GIVEN TEXT:
In this session from Techonomy 2011 in Tuscon, Ariz., Steve Forbes, Chairman and Editor-in-Chief of Forbes Media, says reforming monetary policy, healthcare, and education will dramatically improve the US economy.
Forbes: Well if you are going to get entrepreneurship again, you have to have an environment that is hospitable to entrepreneurship. One of the key things that is holding this economy back, sadly, is the most boring subject in the world, which is why it doesn’t get much attention, and that is monetary policy. I can see the eyelids getting heavy already. Bernanke, Greenspan, interest rates, ugh. But without a stable currency, you are not going to get growth. Weak dollar means weak recovery. Money is not made by government. Money is organically made by people doing transactions in the marketplace. And when the government starts to muck it up, what happens when you start to trash the dollar is investment goes from things that you don’t see into things that you do see. We could never have had this housing bubble if the Federal Reserve hadn’t gone on a bender, we wouldn’t have had this sovereign debt crisis if the regulatory mistakes had not been made. Just think of it as you would an hour. You have 60 minutes in an hour, imagine if we floated the hour, or if the government trashed the hour the way it trashes the dollar, so you have 60 minutes in an hour one day, 48 the next, 96 the next. You’d soon have to have hedges, derivatives, and futures to figure out how many hours you are working each day. In your handheld you’d have to see, is this an Arizona hour, a Las Vegas hour, a Bangladesh hour? It would just make life immensely complicated. So the key thing is that the dollar has to be stabilized. This Fed is absolutely oblivious to it, so is the current ECB, and others. Number one, boring but essential.
Number two: tax code. We have a horrific tax code. Six and a half billion hours a year filling out tax forms. Stupid. Get rid of it. Put in something like the flat tax. And on the regulatory side, we’re crushing businesses with regulations.
We’re talking about why don’t we have more antibiotics in healthcare? Well, the FDA has made it impossible for companies to develop that in this country. They’re doing it in other areas.

WORK REQUIRED: In the Techonomy talk by Steve Forbes, how many hours a year does he say are spent filling out tax forms?

PROVIDED MATERIAL:

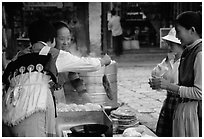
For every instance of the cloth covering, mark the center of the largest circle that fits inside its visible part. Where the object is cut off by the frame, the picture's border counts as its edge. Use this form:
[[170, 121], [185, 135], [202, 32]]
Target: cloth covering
[[186, 120]]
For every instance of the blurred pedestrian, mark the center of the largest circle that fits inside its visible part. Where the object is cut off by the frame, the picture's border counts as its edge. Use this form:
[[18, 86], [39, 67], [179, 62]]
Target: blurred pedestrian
[[27, 104], [168, 69], [115, 26]]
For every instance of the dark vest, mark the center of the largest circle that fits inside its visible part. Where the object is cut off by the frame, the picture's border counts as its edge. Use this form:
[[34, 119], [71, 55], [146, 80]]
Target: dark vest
[[186, 71]]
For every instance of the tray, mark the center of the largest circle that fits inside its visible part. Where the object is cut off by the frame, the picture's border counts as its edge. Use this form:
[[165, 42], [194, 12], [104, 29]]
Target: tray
[[66, 120]]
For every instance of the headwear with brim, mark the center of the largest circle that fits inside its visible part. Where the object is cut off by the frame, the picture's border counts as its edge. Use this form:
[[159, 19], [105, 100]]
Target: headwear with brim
[[172, 36]]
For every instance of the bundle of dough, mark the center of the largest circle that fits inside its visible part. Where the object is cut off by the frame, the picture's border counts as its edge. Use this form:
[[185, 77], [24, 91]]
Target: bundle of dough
[[133, 132]]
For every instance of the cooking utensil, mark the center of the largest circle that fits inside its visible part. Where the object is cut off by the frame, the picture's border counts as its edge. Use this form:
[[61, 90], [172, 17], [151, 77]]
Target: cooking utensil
[[88, 130]]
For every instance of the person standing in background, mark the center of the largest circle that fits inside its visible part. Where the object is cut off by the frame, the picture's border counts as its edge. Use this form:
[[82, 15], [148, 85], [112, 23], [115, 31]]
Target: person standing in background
[[70, 80], [187, 121], [115, 26], [27, 104]]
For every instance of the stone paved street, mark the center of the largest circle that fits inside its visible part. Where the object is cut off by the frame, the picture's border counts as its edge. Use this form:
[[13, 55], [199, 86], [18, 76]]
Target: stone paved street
[[133, 88]]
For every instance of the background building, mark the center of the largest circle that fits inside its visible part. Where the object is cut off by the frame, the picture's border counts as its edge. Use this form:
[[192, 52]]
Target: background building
[[89, 21]]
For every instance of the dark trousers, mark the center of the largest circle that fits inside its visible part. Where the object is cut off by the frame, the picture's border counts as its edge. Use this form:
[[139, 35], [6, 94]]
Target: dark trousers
[[117, 45]]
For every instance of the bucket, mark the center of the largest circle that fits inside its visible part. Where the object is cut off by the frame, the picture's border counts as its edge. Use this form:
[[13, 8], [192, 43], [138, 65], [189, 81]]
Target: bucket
[[126, 45], [135, 44], [94, 85]]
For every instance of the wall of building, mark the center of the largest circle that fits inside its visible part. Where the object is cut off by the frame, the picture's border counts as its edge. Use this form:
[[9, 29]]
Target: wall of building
[[95, 27]]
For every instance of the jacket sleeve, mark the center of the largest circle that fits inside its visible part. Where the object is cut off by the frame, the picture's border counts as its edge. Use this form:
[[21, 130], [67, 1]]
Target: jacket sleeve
[[194, 92]]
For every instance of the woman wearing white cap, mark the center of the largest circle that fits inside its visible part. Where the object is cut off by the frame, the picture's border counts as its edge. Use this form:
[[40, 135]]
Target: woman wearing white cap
[[168, 70]]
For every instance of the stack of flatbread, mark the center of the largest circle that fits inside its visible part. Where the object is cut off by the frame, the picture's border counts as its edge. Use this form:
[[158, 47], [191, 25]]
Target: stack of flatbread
[[125, 116], [62, 107]]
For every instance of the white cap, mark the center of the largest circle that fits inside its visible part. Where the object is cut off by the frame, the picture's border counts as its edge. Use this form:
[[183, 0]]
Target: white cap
[[172, 36]]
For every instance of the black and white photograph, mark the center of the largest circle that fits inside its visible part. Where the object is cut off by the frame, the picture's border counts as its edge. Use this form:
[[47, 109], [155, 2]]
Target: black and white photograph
[[101, 68]]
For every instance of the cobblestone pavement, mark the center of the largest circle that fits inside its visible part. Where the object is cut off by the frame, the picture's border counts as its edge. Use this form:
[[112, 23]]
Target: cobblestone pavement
[[133, 88]]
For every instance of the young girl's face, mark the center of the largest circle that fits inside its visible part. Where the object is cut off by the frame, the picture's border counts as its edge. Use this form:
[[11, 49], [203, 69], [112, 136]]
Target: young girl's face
[[184, 35], [63, 39]]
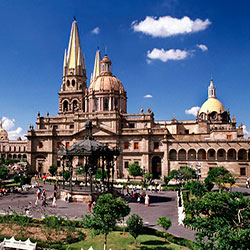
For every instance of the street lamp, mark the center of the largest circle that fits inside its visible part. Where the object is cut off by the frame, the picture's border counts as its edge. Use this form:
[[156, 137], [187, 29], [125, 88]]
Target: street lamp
[[198, 173], [179, 176]]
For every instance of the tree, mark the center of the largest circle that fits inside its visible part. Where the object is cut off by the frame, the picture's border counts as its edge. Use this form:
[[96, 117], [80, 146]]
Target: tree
[[53, 170], [81, 170], [220, 176], [164, 223], [134, 225], [135, 170], [222, 220], [104, 216], [66, 175], [3, 172]]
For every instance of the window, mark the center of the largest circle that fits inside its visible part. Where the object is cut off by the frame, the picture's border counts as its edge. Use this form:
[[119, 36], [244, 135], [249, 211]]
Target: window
[[156, 145], [131, 125], [126, 165], [96, 104], [126, 145], [105, 104], [243, 171], [136, 145], [116, 103]]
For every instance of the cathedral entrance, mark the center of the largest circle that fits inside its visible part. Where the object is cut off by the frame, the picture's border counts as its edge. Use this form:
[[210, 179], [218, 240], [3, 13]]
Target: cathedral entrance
[[156, 167]]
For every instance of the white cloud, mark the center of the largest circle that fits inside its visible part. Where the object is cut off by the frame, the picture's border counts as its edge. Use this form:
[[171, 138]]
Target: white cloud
[[8, 125], [245, 132], [202, 47], [165, 55], [167, 26], [96, 31], [192, 111]]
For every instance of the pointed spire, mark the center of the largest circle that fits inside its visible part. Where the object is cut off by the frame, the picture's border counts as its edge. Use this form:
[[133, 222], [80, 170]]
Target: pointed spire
[[74, 56], [97, 65], [65, 63], [211, 90]]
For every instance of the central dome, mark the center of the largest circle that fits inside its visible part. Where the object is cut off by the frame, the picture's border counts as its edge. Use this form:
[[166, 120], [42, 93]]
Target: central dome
[[106, 83], [212, 105]]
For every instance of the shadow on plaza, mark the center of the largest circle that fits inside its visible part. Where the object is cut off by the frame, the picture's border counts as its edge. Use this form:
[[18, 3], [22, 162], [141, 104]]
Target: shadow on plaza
[[154, 199]]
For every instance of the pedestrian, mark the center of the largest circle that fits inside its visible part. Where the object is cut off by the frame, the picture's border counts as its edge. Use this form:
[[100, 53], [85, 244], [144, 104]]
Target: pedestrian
[[89, 206], [139, 199], [54, 200], [44, 201], [147, 199], [37, 196], [247, 182]]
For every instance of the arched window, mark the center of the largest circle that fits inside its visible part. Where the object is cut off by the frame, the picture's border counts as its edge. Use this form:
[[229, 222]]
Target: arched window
[[211, 155], [96, 104], [191, 155], [231, 154], [221, 155], [182, 155], [105, 104], [75, 105], [172, 155], [65, 106], [202, 154], [242, 155]]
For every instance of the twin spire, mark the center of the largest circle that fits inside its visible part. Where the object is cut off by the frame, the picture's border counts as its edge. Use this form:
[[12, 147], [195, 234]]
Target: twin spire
[[74, 61]]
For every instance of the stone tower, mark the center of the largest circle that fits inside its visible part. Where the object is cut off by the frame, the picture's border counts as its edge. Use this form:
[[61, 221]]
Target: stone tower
[[74, 85]]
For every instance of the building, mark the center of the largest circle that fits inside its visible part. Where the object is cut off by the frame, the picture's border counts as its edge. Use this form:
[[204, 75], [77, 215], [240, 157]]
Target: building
[[11, 149], [212, 139]]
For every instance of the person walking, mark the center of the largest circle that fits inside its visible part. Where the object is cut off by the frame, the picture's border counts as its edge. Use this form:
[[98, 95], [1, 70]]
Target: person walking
[[147, 199], [37, 196], [54, 200], [89, 206]]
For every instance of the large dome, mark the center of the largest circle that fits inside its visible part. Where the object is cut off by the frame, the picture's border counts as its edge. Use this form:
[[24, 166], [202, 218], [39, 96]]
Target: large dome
[[212, 105], [3, 133], [106, 83]]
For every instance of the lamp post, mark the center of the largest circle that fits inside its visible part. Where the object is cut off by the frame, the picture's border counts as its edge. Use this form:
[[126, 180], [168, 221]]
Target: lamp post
[[198, 171], [179, 190]]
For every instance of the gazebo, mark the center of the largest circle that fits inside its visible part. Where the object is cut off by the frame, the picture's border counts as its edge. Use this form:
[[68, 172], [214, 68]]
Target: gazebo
[[93, 155]]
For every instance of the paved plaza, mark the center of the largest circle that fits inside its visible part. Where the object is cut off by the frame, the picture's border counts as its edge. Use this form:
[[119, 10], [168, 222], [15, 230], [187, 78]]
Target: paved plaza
[[162, 204]]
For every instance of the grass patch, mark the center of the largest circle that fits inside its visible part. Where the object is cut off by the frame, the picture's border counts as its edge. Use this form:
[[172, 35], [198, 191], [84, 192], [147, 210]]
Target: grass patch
[[120, 241]]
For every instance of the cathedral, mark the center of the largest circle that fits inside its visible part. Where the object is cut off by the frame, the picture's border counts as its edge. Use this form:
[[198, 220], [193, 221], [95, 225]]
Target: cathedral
[[211, 140]]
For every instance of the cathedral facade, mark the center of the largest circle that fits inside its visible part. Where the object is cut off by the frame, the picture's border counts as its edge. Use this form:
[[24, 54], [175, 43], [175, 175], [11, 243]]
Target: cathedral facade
[[211, 140]]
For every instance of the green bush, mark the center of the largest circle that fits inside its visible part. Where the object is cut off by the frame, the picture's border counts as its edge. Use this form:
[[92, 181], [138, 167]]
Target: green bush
[[135, 170]]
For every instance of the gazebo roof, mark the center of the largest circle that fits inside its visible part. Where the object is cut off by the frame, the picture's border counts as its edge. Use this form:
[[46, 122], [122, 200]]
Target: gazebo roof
[[89, 146]]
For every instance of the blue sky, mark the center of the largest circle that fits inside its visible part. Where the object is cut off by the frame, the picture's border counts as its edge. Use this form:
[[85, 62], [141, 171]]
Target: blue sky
[[142, 45]]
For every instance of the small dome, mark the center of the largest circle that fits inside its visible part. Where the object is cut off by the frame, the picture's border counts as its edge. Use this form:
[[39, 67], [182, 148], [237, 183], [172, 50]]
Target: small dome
[[106, 59], [212, 105], [106, 83], [3, 133]]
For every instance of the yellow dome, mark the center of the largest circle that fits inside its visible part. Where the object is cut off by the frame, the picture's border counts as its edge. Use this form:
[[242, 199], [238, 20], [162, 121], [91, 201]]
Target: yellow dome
[[3, 133], [212, 105], [106, 83]]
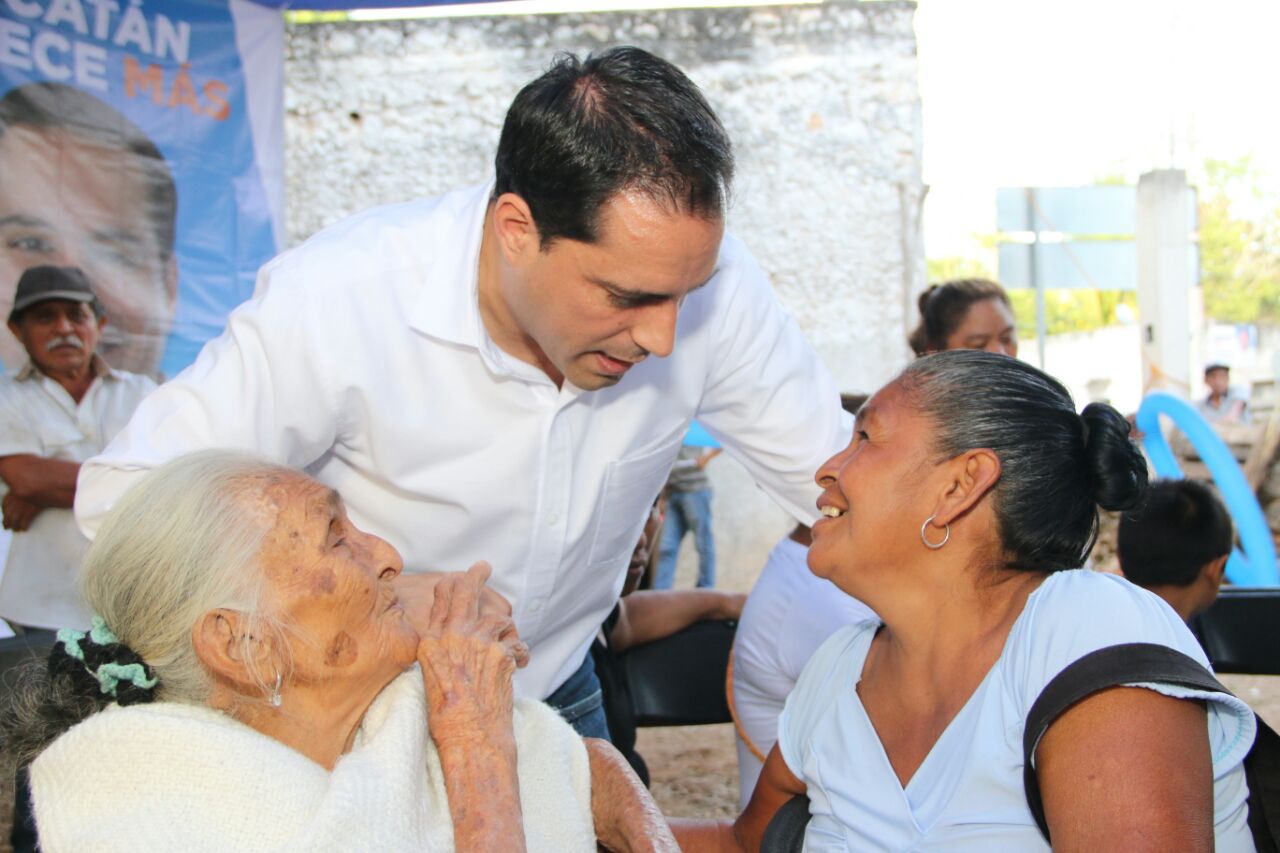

TASK ANSWER: Six and a half billion hours a year.